Items listed in a dataset
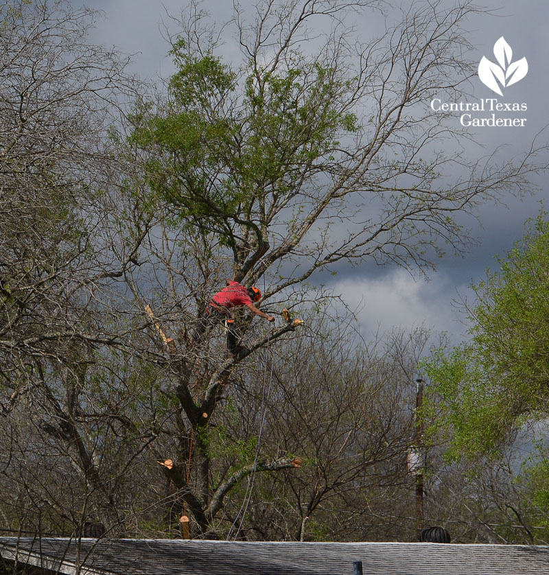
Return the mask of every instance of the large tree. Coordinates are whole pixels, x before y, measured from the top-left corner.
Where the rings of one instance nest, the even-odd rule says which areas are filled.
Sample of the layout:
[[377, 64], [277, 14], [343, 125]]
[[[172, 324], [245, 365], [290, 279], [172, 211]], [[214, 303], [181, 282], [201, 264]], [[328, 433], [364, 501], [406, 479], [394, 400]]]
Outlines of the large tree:
[[[227, 353], [220, 329], [193, 338], [226, 277], [257, 284], [264, 309], [308, 318], [333, 294], [307, 281], [338, 262], [428, 266], [439, 239], [467, 239], [455, 215], [522, 189], [533, 169], [528, 158], [495, 166], [440, 152], [459, 134], [428, 103], [455, 96], [472, 71], [455, 58], [469, 3], [446, 12], [414, 3], [380, 38], [355, 43], [345, 19], [377, 5], [261, 2], [252, 21], [237, 10], [238, 64], [223, 60], [191, 5], [173, 39], [169, 89], [148, 95], [136, 84], [142, 97], [117, 121], [108, 113], [130, 84], [116, 55], [86, 43], [93, 14], [65, 2], [3, 5], [0, 431], [10, 525], [44, 528], [47, 515], [51, 529], [98, 519], [110, 534], [165, 535], [188, 511], [194, 535], [226, 535], [238, 507], [226, 500], [245, 478], [287, 478], [302, 465], [318, 489], [300, 477], [284, 484], [299, 509], [283, 537], [299, 537], [306, 514], [316, 519], [345, 485], [371, 486], [370, 470], [389, 482], [398, 474], [411, 421], [407, 402], [393, 401], [400, 382], [370, 380], [391, 399], [384, 405], [361, 395], [373, 355], [338, 377], [299, 353], [307, 341], [330, 348], [329, 322], [308, 319], [303, 328], [317, 333], [300, 342], [293, 320], [271, 331], [237, 314], [245, 357]], [[313, 37], [309, 25], [326, 34]], [[285, 365], [294, 352], [298, 364]], [[260, 381], [273, 383], [276, 401], [253, 401]], [[322, 416], [324, 441], [309, 414], [290, 421], [292, 390], [295, 406]], [[277, 433], [256, 459], [268, 403], [282, 422], [269, 423]], [[361, 422], [376, 421], [386, 425], [379, 434], [364, 424], [369, 442]]]
[[473, 286], [471, 340], [428, 364], [456, 453], [495, 454], [549, 406], [549, 223], [542, 214]]
[[[192, 4], [172, 39], [167, 95], [143, 98], [130, 117], [124, 185], [141, 202], [134, 235], [148, 229], [154, 256], [138, 250], [139, 269], [126, 278], [137, 309], [152, 303], [170, 336], [181, 336], [163, 355], [157, 336], [151, 360], [167, 368], [182, 410], [176, 435], [187, 438], [167, 473], [202, 532], [246, 474], [296, 465], [277, 450], [214, 479], [209, 437], [220, 399], [256, 350], [295, 327], [268, 333], [240, 316], [244, 356], [226, 357], [215, 337], [197, 347], [194, 326], [224, 278], [259, 283], [271, 311], [299, 309], [310, 298], [305, 281], [338, 262], [428, 267], [441, 238], [457, 248], [466, 240], [456, 215], [521, 190], [533, 169], [530, 158], [467, 163], [461, 150], [441, 151], [460, 134], [428, 104], [455, 98], [473, 72], [456, 57], [467, 46], [462, 27], [472, 5], [415, 4], [361, 43], [346, 19], [377, 6], [264, 1], [251, 19], [237, 7], [235, 63]], [[313, 38], [313, 26], [326, 32]]]

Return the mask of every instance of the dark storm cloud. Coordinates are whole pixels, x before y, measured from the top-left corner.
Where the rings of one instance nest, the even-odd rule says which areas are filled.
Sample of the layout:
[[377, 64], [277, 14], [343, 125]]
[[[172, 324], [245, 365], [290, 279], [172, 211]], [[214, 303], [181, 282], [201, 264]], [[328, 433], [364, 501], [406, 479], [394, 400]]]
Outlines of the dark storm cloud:
[[[73, 2], [75, 6], [81, 3]], [[246, 9], [253, 5], [250, 1], [241, 3]], [[105, 12], [105, 18], [97, 22], [93, 41], [115, 45], [126, 53], [140, 53], [132, 65], [143, 77], [169, 76], [173, 68], [167, 56], [169, 47], [162, 37], [162, 23], [175, 32], [175, 25], [166, 11], [179, 15], [184, 4], [174, 0], [92, 0], [86, 4]], [[219, 23], [230, 16], [231, 5], [231, 2], [207, 0], [201, 7], [213, 14]], [[441, 5], [450, 7], [454, 2], [444, 0]], [[522, 3], [490, 0], [483, 5], [490, 13], [471, 16], [465, 26], [474, 47], [469, 56], [478, 62], [483, 56], [495, 61], [494, 43], [504, 36], [512, 47], [513, 61], [526, 57], [529, 67], [524, 79], [505, 89], [503, 97], [491, 92], [478, 78], [473, 78], [468, 87], [471, 101], [497, 97], [500, 102], [527, 104], [524, 128], [468, 128], [473, 140], [467, 146], [469, 159], [480, 158], [501, 147], [498, 157], [504, 160], [524, 154], [536, 134], [549, 124], [549, 3], [546, 0]], [[377, 34], [379, 16], [364, 13], [353, 21], [366, 40], [369, 35]], [[230, 35], [224, 37], [223, 54], [227, 60], [239, 57], [236, 40]], [[455, 121], [456, 128], [461, 127], [458, 113]], [[542, 134], [539, 141], [549, 141], [549, 134]], [[425, 322], [453, 333], [455, 338], [462, 337], [464, 328], [459, 323], [460, 316], [452, 306], [452, 300], [460, 296], [470, 297], [467, 285], [471, 281], [481, 279], [487, 267], [496, 266], [494, 254], [504, 254], [522, 235], [524, 220], [537, 215], [539, 200], [547, 197], [546, 180], [545, 177], [537, 178], [543, 191], [536, 196], [527, 196], [522, 201], [502, 196], [499, 198], [502, 204], [489, 203], [482, 207], [478, 212], [482, 226], [471, 219], [464, 220], [478, 244], [461, 257], [450, 252], [439, 260], [438, 271], [431, 274], [429, 282], [421, 278], [414, 281], [401, 270], [379, 268], [366, 263], [355, 268], [339, 265], [334, 268], [338, 272], [336, 276], [323, 274], [316, 278], [316, 283], [327, 284], [343, 293], [351, 307], [358, 309], [366, 331], [372, 331], [377, 325], [390, 329], [393, 325], [411, 327]]]

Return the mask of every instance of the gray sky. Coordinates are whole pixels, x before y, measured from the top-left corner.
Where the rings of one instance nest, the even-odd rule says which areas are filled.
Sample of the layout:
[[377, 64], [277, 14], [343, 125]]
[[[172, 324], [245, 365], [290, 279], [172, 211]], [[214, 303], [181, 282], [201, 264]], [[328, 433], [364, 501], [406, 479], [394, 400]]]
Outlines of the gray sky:
[[[173, 67], [167, 56], [168, 45], [163, 38], [164, 24], [172, 31], [175, 29], [166, 10], [178, 15], [186, 5], [185, 1], [73, 1], [75, 7], [82, 3], [104, 12], [104, 18], [97, 21], [93, 42], [114, 45], [123, 52], [135, 54], [133, 69], [142, 77], [170, 75]], [[231, 0], [205, 0], [202, 7], [213, 14], [218, 22], [222, 22], [230, 16], [232, 3]], [[253, 5], [249, 0], [241, 3]], [[392, 3], [401, 5], [397, 2]], [[454, 3], [442, 0], [441, 3], [451, 6]], [[469, 38], [476, 47], [472, 57], [480, 61], [485, 56], [495, 62], [494, 43], [504, 36], [513, 49], [513, 61], [526, 57], [528, 72], [520, 82], [505, 89], [504, 97], [498, 97], [476, 78], [471, 89], [473, 98], [498, 97], [501, 102], [526, 102], [527, 121], [524, 128], [471, 128], [477, 144], [471, 143], [469, 152], [473, 157], [480, 156], [498, 145], [504, 145], [502, 153], [511, 157], [526, 151], [539, 130], [549, 124], [549, 2], [486, 0], [479, 3], [492, 12], [474, 16], [467, 22]], [[409, 6], [410, 2], [403, 1], [401, 5]], [[357, 30], [364, 40], [375, 32], [378, 21], [376, 18], [368, 12], [356, 19]], [[227, 59], [237, 51], [234, 39], [230, 35], [226, 37], [224, 54]], [[459, 115], [456, 115], [456, 127], [458, 118]], [[549, 141], [549, 130], [542, 134], [540, 141]], [[478, 245], [463, 257], [448, 255], [440, 260], [438, 270], [430, 274], [428, 281], [414, 280], [399, 268], [377, 269], [367, 265], [353, 270], [338, 269], [330, 283], [344, 294], [351, 308], [360, 309], [364, 337], [368, 339], [378, 326], [383, 331], [393, 326], [412, 327], [425, 322], [436, 330], [448, 331], [452, 342], [457, 343], [464, 334], [465, 318], [452, 301], [470, 298], [469, 285], [482, 279], [487, 268], [496, 266], [494, 254], [504, 254], [522, 237], [525, 220], [535, 218], [540, 200], [546, 199], [549, 188], [546, 179], [538, 179], [538, 185], [545, 189], [534, 197], [522, 201], [502, 197], [502, 204], [483, 207], [480, 211], [480, 224], [467, 222]], [[549, 209], [548, 202], [546, 204]]]

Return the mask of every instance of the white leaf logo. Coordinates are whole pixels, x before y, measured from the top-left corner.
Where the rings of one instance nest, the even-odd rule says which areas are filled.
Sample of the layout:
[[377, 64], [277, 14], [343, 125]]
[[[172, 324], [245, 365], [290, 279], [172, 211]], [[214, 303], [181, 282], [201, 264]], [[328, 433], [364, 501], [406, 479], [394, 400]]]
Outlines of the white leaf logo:
[[494, 44], [493, 54], [498, 64], [482, 56], [478, 64], [478, 77], [492, 91], [502, 96], [500, 86], [505, 88], [522, 80], [528, 72], [528, 62], [522, 58], [511, 62], [513, 50], [503, 36]]

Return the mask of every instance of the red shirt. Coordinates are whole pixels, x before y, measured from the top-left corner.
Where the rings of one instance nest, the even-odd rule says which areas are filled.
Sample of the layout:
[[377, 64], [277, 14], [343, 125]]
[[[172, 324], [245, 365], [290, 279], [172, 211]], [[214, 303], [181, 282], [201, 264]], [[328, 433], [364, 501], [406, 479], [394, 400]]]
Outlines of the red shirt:
[[224, 307], [235, 307], [237, 305], [246, 305], [252, 303], [252, 298], [248, 293], [248, 288], [237, 281], [230, 281], [226, 288], [215, 294], [212, 301]]

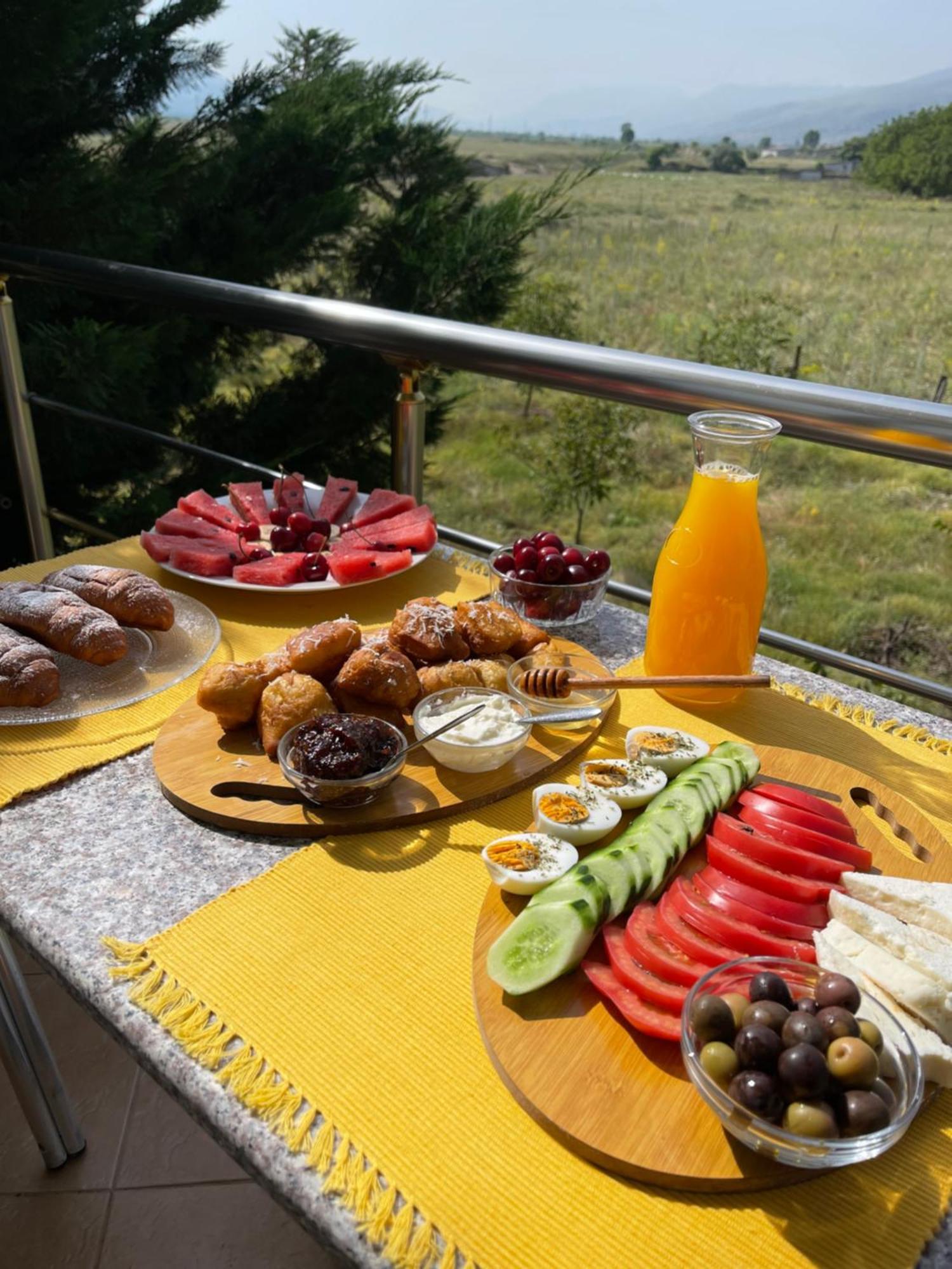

◆ **Given problem**
Please copy out the lines above, word for word, from the very first one through the line that contains "Outlines of the large", including that line. Leave the pictures out of your answer.

◆ **Solution to this task**
Return the mask of every instance of the large tree. Coordinates are whole pixels, x before y, measured from the top-left corner.
Where the rings of one instance nest, the even-odd rule says which areas are filled.
Sample of the layout:
[[377, 64], [277, 14], [343, 125]]
[[[172, 324], [245, 365], [290, 279], [172, 211]], [[214, 303], [181, 282], [201, 264]], [[328, 433], [364, 501], [406, 479], [394, 400]]]
Outlines of the large tree:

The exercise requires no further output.